- [What you are asked to do]: Copy the lines from the one containing "Query: embroidered patch" through the end of the records, swapping "embroidered patch" for "woven badge" and keeping everything else the same.

— START Data to use —

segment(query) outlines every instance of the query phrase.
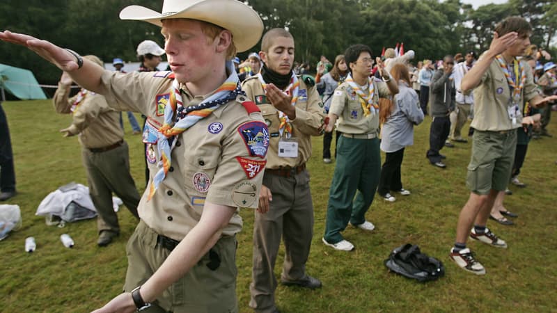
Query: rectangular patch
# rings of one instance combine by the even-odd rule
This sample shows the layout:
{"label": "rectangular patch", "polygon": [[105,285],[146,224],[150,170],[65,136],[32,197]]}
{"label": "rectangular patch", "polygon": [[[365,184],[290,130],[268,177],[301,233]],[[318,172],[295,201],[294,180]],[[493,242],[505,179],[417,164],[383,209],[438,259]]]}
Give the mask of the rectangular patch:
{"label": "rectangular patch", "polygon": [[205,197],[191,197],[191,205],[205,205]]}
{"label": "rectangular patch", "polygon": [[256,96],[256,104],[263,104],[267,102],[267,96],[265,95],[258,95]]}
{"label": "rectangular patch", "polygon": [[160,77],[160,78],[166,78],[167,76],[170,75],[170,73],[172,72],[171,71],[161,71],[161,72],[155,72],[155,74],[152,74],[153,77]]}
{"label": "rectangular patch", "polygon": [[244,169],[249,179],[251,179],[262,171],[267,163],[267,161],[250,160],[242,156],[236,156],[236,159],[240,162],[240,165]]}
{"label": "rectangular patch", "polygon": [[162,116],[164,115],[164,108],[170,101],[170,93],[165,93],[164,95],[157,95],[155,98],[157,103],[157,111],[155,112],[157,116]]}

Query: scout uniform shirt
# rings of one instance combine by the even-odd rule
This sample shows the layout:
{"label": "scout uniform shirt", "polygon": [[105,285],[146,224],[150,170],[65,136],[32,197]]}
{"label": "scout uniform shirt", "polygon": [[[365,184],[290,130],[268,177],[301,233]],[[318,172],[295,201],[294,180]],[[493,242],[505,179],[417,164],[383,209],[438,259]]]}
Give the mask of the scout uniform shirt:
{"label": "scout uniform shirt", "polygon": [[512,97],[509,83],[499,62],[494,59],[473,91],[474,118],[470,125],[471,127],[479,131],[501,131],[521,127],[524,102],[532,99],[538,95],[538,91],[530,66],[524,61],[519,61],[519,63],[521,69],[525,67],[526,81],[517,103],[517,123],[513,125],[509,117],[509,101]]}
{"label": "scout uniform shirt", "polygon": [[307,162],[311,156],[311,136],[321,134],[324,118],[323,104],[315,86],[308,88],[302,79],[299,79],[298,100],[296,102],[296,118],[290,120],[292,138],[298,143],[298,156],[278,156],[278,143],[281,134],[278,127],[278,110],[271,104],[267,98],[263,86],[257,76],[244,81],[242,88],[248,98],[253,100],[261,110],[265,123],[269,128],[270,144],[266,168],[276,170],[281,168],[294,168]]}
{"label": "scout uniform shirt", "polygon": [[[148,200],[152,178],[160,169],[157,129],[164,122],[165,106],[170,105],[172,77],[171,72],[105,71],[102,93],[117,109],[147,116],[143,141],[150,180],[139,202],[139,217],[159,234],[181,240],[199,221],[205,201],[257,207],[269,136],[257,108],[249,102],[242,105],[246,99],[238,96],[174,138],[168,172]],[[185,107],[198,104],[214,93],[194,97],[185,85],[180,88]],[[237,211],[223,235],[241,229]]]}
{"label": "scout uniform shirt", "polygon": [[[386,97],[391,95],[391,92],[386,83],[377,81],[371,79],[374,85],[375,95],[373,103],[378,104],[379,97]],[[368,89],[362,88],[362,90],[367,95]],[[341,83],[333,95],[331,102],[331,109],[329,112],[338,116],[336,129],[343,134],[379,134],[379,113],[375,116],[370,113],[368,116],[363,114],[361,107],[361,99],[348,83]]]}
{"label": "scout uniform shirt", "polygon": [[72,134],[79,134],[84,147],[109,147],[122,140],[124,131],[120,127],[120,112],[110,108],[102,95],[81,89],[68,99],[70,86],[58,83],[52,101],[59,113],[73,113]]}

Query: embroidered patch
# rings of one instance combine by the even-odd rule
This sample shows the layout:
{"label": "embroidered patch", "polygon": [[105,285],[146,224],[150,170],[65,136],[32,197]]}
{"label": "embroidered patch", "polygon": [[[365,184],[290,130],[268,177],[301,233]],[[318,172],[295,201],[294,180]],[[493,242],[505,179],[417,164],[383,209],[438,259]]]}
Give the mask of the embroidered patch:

— END Data to use —

- [Problem solution]:
Query: woven badge
# rings of one instance combine by the even-odd rule
This sample shows the layout:
{"label": "woven badge", "polygon": [[105,285],[146,224],[150,170],[65,136],[32,197]]}
{"label": "woven badge", "polygon": [[[365,184],[290,130],[268,177],[301,233]],[[318,172],[295,201],[294,180]],[[493,242],[505,179],[417,164],[383,209],[438,259]]]}
Give the mask of the woven badge:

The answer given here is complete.